- **WORK REQUIRED**
Write down each entry again, exactly as it reads.

- **EXCERPTED RECORDS**
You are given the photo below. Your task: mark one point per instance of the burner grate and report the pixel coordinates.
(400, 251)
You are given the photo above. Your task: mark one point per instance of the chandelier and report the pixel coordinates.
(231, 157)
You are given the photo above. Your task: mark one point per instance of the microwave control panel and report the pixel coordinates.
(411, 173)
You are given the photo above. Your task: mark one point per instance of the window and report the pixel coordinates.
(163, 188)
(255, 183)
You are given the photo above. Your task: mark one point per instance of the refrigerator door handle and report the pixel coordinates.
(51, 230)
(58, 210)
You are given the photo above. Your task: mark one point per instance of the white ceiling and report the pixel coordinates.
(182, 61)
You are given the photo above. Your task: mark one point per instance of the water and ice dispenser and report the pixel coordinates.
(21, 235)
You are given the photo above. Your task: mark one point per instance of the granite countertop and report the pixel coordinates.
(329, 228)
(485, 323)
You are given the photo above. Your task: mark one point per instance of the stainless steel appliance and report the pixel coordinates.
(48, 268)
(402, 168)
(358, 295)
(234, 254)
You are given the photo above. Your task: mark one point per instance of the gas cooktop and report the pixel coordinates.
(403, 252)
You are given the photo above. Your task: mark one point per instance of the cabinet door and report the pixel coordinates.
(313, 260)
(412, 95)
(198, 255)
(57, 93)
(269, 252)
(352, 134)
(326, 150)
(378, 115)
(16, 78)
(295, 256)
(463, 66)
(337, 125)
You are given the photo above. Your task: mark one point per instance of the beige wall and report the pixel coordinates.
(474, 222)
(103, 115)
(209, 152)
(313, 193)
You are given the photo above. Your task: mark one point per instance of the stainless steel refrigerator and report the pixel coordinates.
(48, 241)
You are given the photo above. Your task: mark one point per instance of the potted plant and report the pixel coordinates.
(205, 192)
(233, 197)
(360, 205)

- **RIGHT ANSWER**
You are given the photo below. Your task: mark one point per instance of the burner grate and report the pixel coordinates.
(400, 251)
You are given the photo above. Your task: mark one point per instance of the chandelier and report the pixel coordinates.
(231, 157)
You are given the photo above. Your task: mark one point per instance of the microwave control panel and report the pixel coordinates.
(411, 173)
You are given the photo above. Your task: mark one point per instance of the window and report the pixel coordinates.
(163, 188)
(255, 183)
You are given the photo above. Your task: mark one point per instance of the refrigerator door handle and report the pixel coordinates.
(51, 230)
(58, 210)
You are given the photo above. Your task: mark one point per instance of the white ceiling and report the pixel coordinates.
(182, 61)
You are given the photo above. Your task: mark one point per instance of the water and ice dispenser and report the pixel coordinates.
(21, 235)
You are given the photo above. Your task: mark one point per instance of the granite countertop and report the pixel coordinates.
(329, 228)
(485, 323)
You are given the photo above. Your task: mark one point per instance of the stainless steel appliance and report the pixel coordinates.
(48, 268)
(402, 168)
(358, 295)
(234, 254)
You are given the photo above. Your task: mark one point per instance of the gas cooktop and report the pixel coordinates.
(403, 252)
You are given the photo above. Your task: mark one point per instance of the cabinet door and report the pixel coordinates.
(313, 260)
(412, 95)
(198, 255)
(57, 93)
(269, 252)
(352, 134)
(326, 150)
(378, 115)
(16, 78)
(295, 256)
(463, 66)
(337, 125)
You are given the photo above. Your task: mark one point per instance of the beige wall and report the pixel coordinates.
(474, 222)
(103, 115)
(209, 152)
(313, 193)
You are given the photo above. Your task: mark one point per instance of the stainless steel refrigerator and report the pixel coordinates.
(48, 241)
You are given the photo above. Your task: mark one point per instance of the potted plant and report the pixel coordinates.
(205, 192)
(233, 197)
(360, 205)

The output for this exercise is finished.